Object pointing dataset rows
========================

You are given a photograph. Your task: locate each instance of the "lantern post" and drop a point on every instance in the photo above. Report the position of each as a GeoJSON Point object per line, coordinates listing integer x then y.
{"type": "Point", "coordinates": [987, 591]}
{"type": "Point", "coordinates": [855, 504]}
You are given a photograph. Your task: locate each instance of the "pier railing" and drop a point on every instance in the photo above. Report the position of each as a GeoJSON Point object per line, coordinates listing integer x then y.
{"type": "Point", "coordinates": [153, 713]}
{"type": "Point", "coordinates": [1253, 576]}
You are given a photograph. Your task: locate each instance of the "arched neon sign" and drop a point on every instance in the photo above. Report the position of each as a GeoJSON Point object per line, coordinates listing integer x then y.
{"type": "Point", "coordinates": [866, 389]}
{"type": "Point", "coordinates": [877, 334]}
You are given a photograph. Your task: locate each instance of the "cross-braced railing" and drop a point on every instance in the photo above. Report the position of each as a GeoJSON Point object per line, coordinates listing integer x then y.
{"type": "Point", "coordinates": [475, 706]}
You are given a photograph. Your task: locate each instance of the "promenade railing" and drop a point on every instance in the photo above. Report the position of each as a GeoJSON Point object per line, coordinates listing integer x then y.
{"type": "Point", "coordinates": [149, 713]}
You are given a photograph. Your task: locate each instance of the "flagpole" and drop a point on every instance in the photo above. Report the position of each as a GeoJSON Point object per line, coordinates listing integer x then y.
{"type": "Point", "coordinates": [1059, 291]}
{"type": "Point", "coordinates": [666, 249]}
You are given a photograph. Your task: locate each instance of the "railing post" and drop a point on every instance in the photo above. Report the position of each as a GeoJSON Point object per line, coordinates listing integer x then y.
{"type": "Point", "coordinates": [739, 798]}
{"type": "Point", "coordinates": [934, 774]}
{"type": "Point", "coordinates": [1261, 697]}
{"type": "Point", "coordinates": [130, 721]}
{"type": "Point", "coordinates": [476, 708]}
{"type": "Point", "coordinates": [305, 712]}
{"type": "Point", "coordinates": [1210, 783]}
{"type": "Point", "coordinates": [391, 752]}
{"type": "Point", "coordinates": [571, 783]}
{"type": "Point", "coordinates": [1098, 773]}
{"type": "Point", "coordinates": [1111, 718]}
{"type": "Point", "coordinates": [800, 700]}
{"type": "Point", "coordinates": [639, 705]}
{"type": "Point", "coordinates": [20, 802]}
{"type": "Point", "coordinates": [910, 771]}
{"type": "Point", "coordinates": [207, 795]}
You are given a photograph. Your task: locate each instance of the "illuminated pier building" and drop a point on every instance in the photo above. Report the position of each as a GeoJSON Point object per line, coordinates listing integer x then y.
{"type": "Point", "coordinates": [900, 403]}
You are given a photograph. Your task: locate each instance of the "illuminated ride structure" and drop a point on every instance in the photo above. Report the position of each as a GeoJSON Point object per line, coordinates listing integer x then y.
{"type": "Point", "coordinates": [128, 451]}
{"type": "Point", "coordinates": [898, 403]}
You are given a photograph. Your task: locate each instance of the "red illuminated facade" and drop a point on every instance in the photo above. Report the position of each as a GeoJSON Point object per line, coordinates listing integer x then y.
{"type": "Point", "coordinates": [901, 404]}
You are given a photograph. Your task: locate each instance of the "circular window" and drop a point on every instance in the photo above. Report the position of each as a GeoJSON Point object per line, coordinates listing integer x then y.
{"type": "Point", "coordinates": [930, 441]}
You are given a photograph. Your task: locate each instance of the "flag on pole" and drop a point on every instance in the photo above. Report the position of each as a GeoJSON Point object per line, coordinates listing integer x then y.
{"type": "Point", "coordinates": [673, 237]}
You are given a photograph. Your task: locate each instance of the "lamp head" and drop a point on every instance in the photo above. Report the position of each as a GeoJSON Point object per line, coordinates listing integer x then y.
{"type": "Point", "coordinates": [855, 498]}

========================

▸ **Exercise directions**:
Print out every record again, exactly and in full.

▸ **Reply to the exercise**:
You are given a photograph. Your task: locate each instance of the "lantern post" and drop a point on every instance in the photo above. Report the position of each as a GeoJSON Point object per line, coordinates listing integer x then y.
{"type": "Point", "coordinates": [987, 591]}
{"type": "Point", "coordinates": [855, 504]}
You are given a photograph. Your task: locate each instance of the "pier railing" and drop a point on every instance in the photo above. Report the position of each as a GeoJSON Point object per line, coordinates listing integer x then y.
{"type": "Point", "coordinates": [153, 713]}
{"type": "Point", "coordinates": [1253, 576]}
You are given a photograph. Your task: locate each instance of the "arched neon sign" and drop a point on every instance in the photo above. Report the position of each as a GeoJSON Point object per line, coordinates listing integer x then y.
{"type": "Point", "coordinates": [866, 389]}
{"type": "Point", "coordinates": [877, 334]}
You are given a photograph. Your task: locate each instance of the "cross-braced railing" and drop a point on every instance in the photo above. Report the position of each as a GeoJSON Point object per line, coordinates listing integer x then y.
{"type": "Point", "coordinates": [475, 706]}
You are given a photograph. Your task: locate each instance of the "promenade railing" and drop a point on every instance in the photo above. Report the position of each as a GeoJSON Point object per line, coordinates listing integer x then y.
{"type": "Point", "coordinates": [149, 713]}
You are given a photograph. Your task: locate each instance of the "flagpole" and drop a point on every instance in the photo above. Report the position of each as a GeoJSON Point object per line, coordinates listing integer x then y.
{"type": "Point", "coordinates": [1059, 291]}
{"type": "Point", "coordinates": [666, 249]}
You are given a photograph. Your task: locate each instance of the "railing post" and drop a point on every instance in the photo above. Report the position of each as a GeoJSON Point object per line, coordinates listing integer x then y.
{"type": "Point", "coordinates": [739, 798]}
{"type": "Point", "coordinates": [934, 774]}
{"type": "Point", "coordinates": [1261, 697]}
{"type": "Point", "coordinates": [130, 721]}
{"type": "Point", "coordinates": [476, 708]}
{"type": "Point", "coordinates": [305, 712]}
{"type": "Point", "coordinates": [1210, 783]}
{"type": "Point", "coordinates": [391, 752]}
{"type": "Point", "coordinates": [571, 783]}
{"type": "Point", "coordinates": [1098, 773]}
{"type": "Point", "coordinates": [1111, 718]}
{"type": "Point", "coordinates": [800, 700]}
{"type": "Point", "coordinates": [639, 705]}
{"type": "Point", "coordinates": [20, 802]}
{"type": "Point", "coordinates": [910, 771]}
{"type": "Point", "coordinates": [207, 795]}
You are given a photograph. Your task: locate each instance of the "illuminated pier building" and drop a point on every instance in the photo above. Report the position of each as a GeoJSON Point object per line, coordinates listing integer x then y.
{"type": "Point", "coordinates": [900, 403]}
You are given a photograph. Your task: locate each instance of the "illuminated ride structure" and drop a point on every instance in the photo above. Report the position of each as a GeoJSON Point object per line, coordinates listing integer x then y.
{"type": "Point", "coordinates": [128, 451]}
{"type": "Point", "coordinates": [898, 403]}
You are given a photograph. Your task: locate each instance of the "red illuminated facade" and drop a point on every instance in the photo above. Report the position of each as a GeoJSON Point object per line, coordinates listing integer x then y.
{"type": "Point", "coordinates": [901, 404]}
You are given a photograph. Your task: locate each instance of the "circular window" and drop a point on every instance in the photo above. Report the position of each as a GeoJSON Point object per line, coordinates listing integer x then y.
{"type": "Point", "coordinates": [930, 441]}
You are given a photograph. Your task: locate each instance of the "flag on pole" and drop a point on every instance in the photo above. Report the position of each as a GeoJSON Point object per line, coordinates listing integer x then y.
{"type": "Point", "coordinates": [673, 237]}
You are given a photograph. Your task: locate each instance of the "lamp head" and drop a point on every instance in the photo above. Report the position of each as a GeoJSON Point object per line, coordinates listing integer x then y.
{"type": "Point", "coordinates": [855, 498]}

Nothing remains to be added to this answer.